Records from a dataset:

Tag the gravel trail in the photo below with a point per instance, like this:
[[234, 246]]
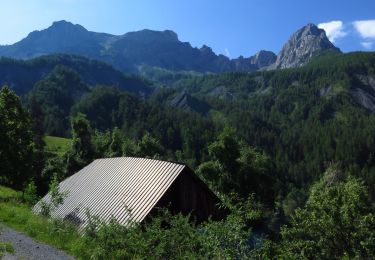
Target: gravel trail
[[27, 248]]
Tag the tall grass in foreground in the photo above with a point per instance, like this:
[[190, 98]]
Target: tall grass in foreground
[[15, 214], [166, 236]]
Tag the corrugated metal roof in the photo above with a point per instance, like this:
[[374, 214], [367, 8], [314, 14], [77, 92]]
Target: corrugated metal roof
[[121, 188]]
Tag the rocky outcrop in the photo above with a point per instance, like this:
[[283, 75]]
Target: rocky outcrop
[[304, 44], [263, 59], [188, 103]]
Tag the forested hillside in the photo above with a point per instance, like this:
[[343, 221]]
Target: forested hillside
[[20, 75], [292, 148]]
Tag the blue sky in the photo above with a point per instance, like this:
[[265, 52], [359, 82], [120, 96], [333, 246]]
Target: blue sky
[[231, 27]]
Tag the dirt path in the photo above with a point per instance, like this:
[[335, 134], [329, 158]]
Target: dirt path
[[27, 248]]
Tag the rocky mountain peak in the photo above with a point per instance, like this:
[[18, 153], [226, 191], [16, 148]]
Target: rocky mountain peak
[[147, 35], [304, 44]]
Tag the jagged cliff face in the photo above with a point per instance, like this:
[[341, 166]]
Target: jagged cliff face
[[263, 59], [131, 51], [162, 49], [304, 44]]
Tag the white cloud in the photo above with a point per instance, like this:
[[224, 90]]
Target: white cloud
[[367, 45], [334, 30], [365, 28], [227, 53]]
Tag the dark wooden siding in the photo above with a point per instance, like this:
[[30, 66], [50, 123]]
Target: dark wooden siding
[[188, 194]]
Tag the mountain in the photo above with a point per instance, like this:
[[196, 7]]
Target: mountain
[[186, 102], [131, 51], [22, 75], [302, 46]]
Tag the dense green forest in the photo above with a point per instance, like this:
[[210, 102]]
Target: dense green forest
[[291, 152]]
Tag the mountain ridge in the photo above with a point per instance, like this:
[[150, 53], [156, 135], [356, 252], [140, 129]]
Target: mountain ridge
[[131, 51], [126, 52]]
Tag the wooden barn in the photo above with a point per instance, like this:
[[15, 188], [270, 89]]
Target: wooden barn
[[130, 189]]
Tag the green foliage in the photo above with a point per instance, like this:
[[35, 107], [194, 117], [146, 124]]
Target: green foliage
[[115, 148], [148, 146], [17, 215], [5, 248], [30, 195], [172, 236], [336, 222], [235, 166], [57, 145], [17, 141], [82, 150], [56, 198], [55, 95]]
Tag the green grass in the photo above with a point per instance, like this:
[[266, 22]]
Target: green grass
[[17, 215], [5, 248], [57, 145]]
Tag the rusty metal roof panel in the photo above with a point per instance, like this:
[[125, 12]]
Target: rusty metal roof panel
[[123, 188]]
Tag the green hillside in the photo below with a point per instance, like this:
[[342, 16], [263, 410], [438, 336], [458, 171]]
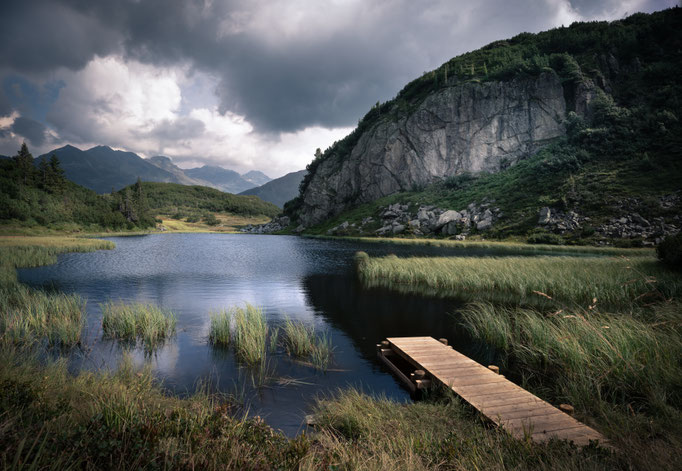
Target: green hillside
[[169, 198], [622, 157], [41, 196]]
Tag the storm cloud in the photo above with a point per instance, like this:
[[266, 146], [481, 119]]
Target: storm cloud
[[283, 66]]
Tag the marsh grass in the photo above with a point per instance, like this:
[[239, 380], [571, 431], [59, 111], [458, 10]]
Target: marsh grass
[[131, 322], [33, 316], [220, 331], [614, 282], [507, 248], [250, 334], [356, 431], [621, 370], [125, 421], [302, 341]]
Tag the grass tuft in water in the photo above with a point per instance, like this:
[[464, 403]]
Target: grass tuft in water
[[130, 322], [220, 333], [250, 334], [301, 341], [614, 282], [28, 316]]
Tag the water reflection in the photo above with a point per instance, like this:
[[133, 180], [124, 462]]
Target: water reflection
[[306, 279]]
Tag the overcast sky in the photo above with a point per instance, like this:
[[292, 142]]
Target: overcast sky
[[248, 85]]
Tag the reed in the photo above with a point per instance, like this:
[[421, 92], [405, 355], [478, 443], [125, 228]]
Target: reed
[[220, 327], [507, 248], [250, 334], [301, 341], [299, 338], [130, 322], [28, 316], [614, 282]]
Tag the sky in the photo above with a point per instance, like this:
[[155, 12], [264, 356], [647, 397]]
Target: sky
[[247, 85]]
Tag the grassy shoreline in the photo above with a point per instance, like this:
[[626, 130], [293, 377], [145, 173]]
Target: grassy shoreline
[[503, 247], [125, 420]]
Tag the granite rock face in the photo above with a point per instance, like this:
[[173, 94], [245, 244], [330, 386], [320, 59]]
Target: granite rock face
[[471, 127]]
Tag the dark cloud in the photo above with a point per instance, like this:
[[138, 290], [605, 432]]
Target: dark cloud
[[30, 129], [283, 65], [182, 128]]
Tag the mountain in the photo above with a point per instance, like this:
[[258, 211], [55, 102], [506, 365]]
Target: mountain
[[280, 190], [165, 163], [256, 177], [221, 178], [168, 198], [102, 168], [584, 119]]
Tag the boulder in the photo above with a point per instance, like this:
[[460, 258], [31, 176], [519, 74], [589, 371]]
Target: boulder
[[446, 217]]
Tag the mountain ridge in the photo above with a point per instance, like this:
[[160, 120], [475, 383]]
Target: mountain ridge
[[103, 169], [593, 110]]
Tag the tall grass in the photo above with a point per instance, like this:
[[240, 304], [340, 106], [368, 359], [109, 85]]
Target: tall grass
[[356, 431], [613, 282], [130, 322], [498, 247], [220, 327], [27, 252], [28, 316], [125, 421], [301, 341], [250, 334], [621, 370]]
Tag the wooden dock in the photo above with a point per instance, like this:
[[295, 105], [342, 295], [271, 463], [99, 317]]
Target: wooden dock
[[509, 406]]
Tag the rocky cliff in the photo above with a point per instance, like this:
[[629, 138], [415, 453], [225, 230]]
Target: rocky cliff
[[471, 127]]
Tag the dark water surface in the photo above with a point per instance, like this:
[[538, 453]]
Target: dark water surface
[[306, 279]]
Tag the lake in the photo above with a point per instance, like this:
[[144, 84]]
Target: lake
[[311, 280]]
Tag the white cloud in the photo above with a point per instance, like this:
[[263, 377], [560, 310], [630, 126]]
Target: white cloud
[[148, 110]]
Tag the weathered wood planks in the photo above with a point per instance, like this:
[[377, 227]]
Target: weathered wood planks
[[511, 407]]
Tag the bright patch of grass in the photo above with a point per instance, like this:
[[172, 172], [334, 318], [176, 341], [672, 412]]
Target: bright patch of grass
[[503, 248], [30, 316], [148, 323], [250, 334], [301, 341], [356, 431], [220, 327], [612, 281]]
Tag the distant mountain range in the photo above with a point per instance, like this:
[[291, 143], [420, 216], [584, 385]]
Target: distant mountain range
[[102, 169], [280, 190]]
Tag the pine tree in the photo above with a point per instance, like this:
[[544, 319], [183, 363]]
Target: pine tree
[[56, 177], [24, 163]]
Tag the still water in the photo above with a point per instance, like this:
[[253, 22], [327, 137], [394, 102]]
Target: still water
[[305, 279]]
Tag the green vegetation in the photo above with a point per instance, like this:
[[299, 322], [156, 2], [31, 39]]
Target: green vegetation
[[670, 251], [220, 328], [33, 316], [357, 431], [612, 282], [41, 196], [301, 341], [53, 420], [197, 202], [41, 199], [501, 248], [130, 322], [600, 333], [628, 148], [250, 334]]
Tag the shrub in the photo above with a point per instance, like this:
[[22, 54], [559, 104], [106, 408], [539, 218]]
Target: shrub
[[669, 251]]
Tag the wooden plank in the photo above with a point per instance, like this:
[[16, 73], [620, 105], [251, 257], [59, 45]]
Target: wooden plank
[[511, 407], [397, 372]]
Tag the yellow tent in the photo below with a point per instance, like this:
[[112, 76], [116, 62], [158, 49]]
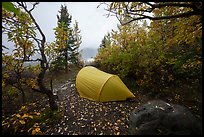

Set problem:
Write out all of the data above again, substituting "with one point for each instance" for every occurrence of "with a point per instance" and keeping everything else the same. Omit the pictures from your answer.

Written answer:
Tag the gravel trail in the photo below with one point for each instance, like this:
[[234, 246]]
Target: gravel trail
[[27, 248]]
Tag the tall grass in foreground in the photo above with one point for each instance, like this:
[[190, 98]]
Target: tall grass in foreground
[[15, 214], [166, 236]]
Tag the corrugated metal roof in the photo above with one point for each instance, like this:
[[374, 214], [367, 8], [314, 14], [77, 92]]
Target: corrugated metal roof
[[121, 188]]
Tag the rocky outcrop in the photo above with one point for each instance, like this:
[[283, 75]]
Target: rocky outcrop
[[304, 44], [263, 59], [188, 103]]
Tag the forested hillside in the photo above with one point for each instance, like this:
[[343, 221]]
Target: forested hillside
[[20, 75], [292, 148]]
Tag the blue sky in the photo above with one point for each instance, like this:
[[265, 52], [359, 82], [120, 96], [333, 246]]
Target: blue sky
[[231, 27]]
Tag the dirt path in the photo above with one point for each instance, like this:
[[335, 134], [329, 158]]
Target: dirt path
[[27, 248]]
Tag the rocky mountain peak in the photo above with one point for each instance, like this:
[[18, 153], [226, 191], [16, 148]]
Target: rocky mountain peak
[[147, 35], [304, 44]]
Tag the jagged cliff face in the photo above with one point for each instance, like this:
[[341, 166]]
Target: jagged cliff face
[[263, 59], [131, 51], [162, 49], [304, 44]]
Tag the white cloud in the photo above with one point for each instance, like this:
[[224, 90]]
Target: white cloud
[[367, 45], [334, 30], [365, 28], [227, 53]]
Tag the dark wooden siding in the photo above with one point for each instance, like this:
[[30, 66], [50, 123]]
Target: dark wooden siding
[[188, 194]]
Tag the mountain in the photo above with one point for each instance, like this:
[[196, 7]]
Target: mountain
[[186, 102], [131, 51], [22, 75], [302, 46]]
Tag the dense green forest in the photo above with one point for each instance, like this:
[[210, 102]]
Target: dense green forest
[[291, 152]]
Tag the mountain ridge in the photo above with one point for each instance, like this:
[[150, 53], [156, 135], [356, 252], [140, 129]]
Target: mountain ridge
[[131, 51], [126, 52]]
Tag the wooden barn in the photo above with one point for each instance, like this:
[[15, 188], [270, 89]]
Target: wooden barn
[[130, 189]]
Tag the green foliage in the photo above with one point for each instance, like this:
[[35, 107], [194, 117], [146, 124]]
Target: green foliage
[[115, 148], [148, 146], [17, 215], [5, 248], [30, 195], [172, 236], [336, 222], [235, 166], [57, 145], [17, 141], [82, 150], [56, 198], [55, 95]]
Tag the green grass in the photo above with one point for each instance, like this:
[[266, 22]]
Target: green grass
[[17, 215], [5, 248], [57, 145]]
Tag the rusty metal roof panel in the photo above with one point for each instance, like this:
[[125, 12]]
Target: rusty metal roof panel
[[123, 188]]
Tag the green hillside in the photo below with one point for each instance, like this:
[[342, 16], [263, 410], [438, 336], [458, 171]]
Target: green hillside
[[169, 198], [622, 157], [41, 196]]
Tag the storm cloud in the photo above with one point for each instance, like this:
[[266, 146], [481, 119]]
Target: storm cloud
[[283, 66]]
Tag the marsh grass in the photo above with one point for each instance, like this:
[[239, 380], [571, 431], [59, 111], [458, 10]]
Target: marsh grass
[[131, 322], [33, 316], [220, 331], [614, 282], [507, 248], [250, 334], [356, 431], [621, 370], [125, 421], [302, 341]]
Tag the grass tuft in water in the photo above with one point for each instance, like this:
[[464, 403]]
Target: grass tuft in water
[[130, 322], [220, 333], [250, 334], [301, 341], [614, 282], [28, 316]]
Tag the water reflection in the photo above with one point for each instance, like this:
[[133, 180], [124, 462]]
Target: water reflection
[[306, 279]]
Tag the overcast sky in the photo above with one point for each instance, like this:
[[292, 142]]
Target: overcast sky
[[248, 85]]
Tag the reed in the photo above with one point for each instance, like this:
[[421, 92], [405, 355], [478, 443], [125, 228]]
Target: reed
[[220, 327], [507, 248], [250, 334], [301, 341], [299, 338], [130, 322], [28, 316], [614, 282]]
Tag the sky in the photo above with one point for each instance, like this:
[[155, 12], [264, 356], [647, 397]]
Target: sky
[[247, 85]]
Tag the grassy shoreline in the photo above with one point for each instance, like this:
[[626, 130], [293, 377], [145, 173]]
Target: grassy shoreline
[[503, 247], [125, 420]]
Tag the granite rock face in the photo above with one point for each instance, like this:
[[173, 94], [245, 244], [330, 386], [320, 59]]
Target: granite rock face
[[471, 127]]
Tag the dark cloud in the photo above with one point for each instance, like this:
[[138, 290], [605, 432]]
Target: dark cloud
[[30, 129], [283, 65], [182, 128]]
Tag the mountain in the photo above with one point for each instance, like this:
[[258, 211], [55, 102], [506, 365]]
Target: mountain
[[280, 190], [165, 163], [256, 177], [221, 178], [168, 198], [102, 168], [584, 119]]
Tag the boulder in the photo above with one point for each instance, like this:
[[460, 258], [31, 176], [519, 74], [589, 371]]
Target: boulder
[[446, 217]]
Tag the mountain ridge in the photo above with one point for each instance, like this:
[[160, 120], [475, 383]]
Target: mountain ridge
[[103, 169], [593, 110]]
Tag the tall grass in the photo above with one point for each instance, like this:
[[240, 304], [340, 106], [368, 359], [109, 85]]
Target: tall grass
[[356, 431], [613, 282], [130, 322], [498, 247], [220, 327], [27, 252], [28, 316], [125, 421], [301, 341], [250, 334], [621, 370]]
Tag the wooden dock in the photo above with one point for each instance, like this:
[[295, 105], [342, 295], [271, 463], [99, 317]]
Target: wooden dock
[[509, 406]]
Tag the rocky cliff in the photo above with one point for each instance, like this:
[[629, 138], [415, 453], [225, 230]]
Target: rocky cliff
[[471, 127]]
Tag the dark water surface in the photo above with one point for each instance, like this:
[[538, 453]]
Target: dark water surface
[[306, 279]]
Tag the lake in the photo above with one point for each instance, like this:
[[144, 84]]
Target: lake
[[311, 280]]
Tag the white cloud in the photo above with one point for each instance, like this:
[[263, 377], [560, 310], [630, 126]]
Target: white cloud
[[148, 110]]
Tag the weathered wood planks in the photo above with one point for each instance, like this:
[[377, 227]]
Target: weathered wood planks
[[511, 407]]
Tag the bright patch of grass in the photo above with one point for each instance, like this:
[[172, 172], [334, 318], [176, 341], [672, 412]]
Target: bright patch of grass
[[503, 248], [30, 316], [148, 323], [250, 334], [301, 341], [356, 431], [220, 327], [612, 281]]
Tag the distant mountain range in the photo above with one point for each instance, like this:
[[291, 143], [420, 216], [584, 385]]
Target: distant mountain range
[[102, 169], [280, 190]]
Tag the pine tree in the photo above with one point for each instance, like this:
[[544, 319], [183, 363]]
Target: pine tree
[[56, 177], [24, 163]]
Tag the still water in the photo above with one point for each instance, like this:
[[253, 22], [327, 137], [394, 102]]
Target: still water
[[305, 279]]
Tag the green vegetation in the photo above with one point for each instance, like this:
[[299, 322], [156, 2], [31, 39]]
Target: green vegetation
[[670, 251], [220, 328], [33, 316], [357, 431], [612, 282], [41, 196], [301, 341], [53, 420], [197, 202], [41, 199], [501, 248], [130, 322], [600, 333], [628, 148], [250, 334]]
Tag the shrub in the photo above with one point for each instance, like this:
[[22, 54], [559, 104], [106, 408], [539, 218]]
Target: shrub
[[669, 251]]
Tag the wooden plank in the photo above with one point for each instance, like this:
[[16, 73], [620, 105], [251, 257], [59, 45]]
Target: wooden plank
[[511, 407], [397, 372]]
Tag the yellow tent in the photo below with one point for each instance, like this:
[[112, 76], [116, 62], [158, 49]]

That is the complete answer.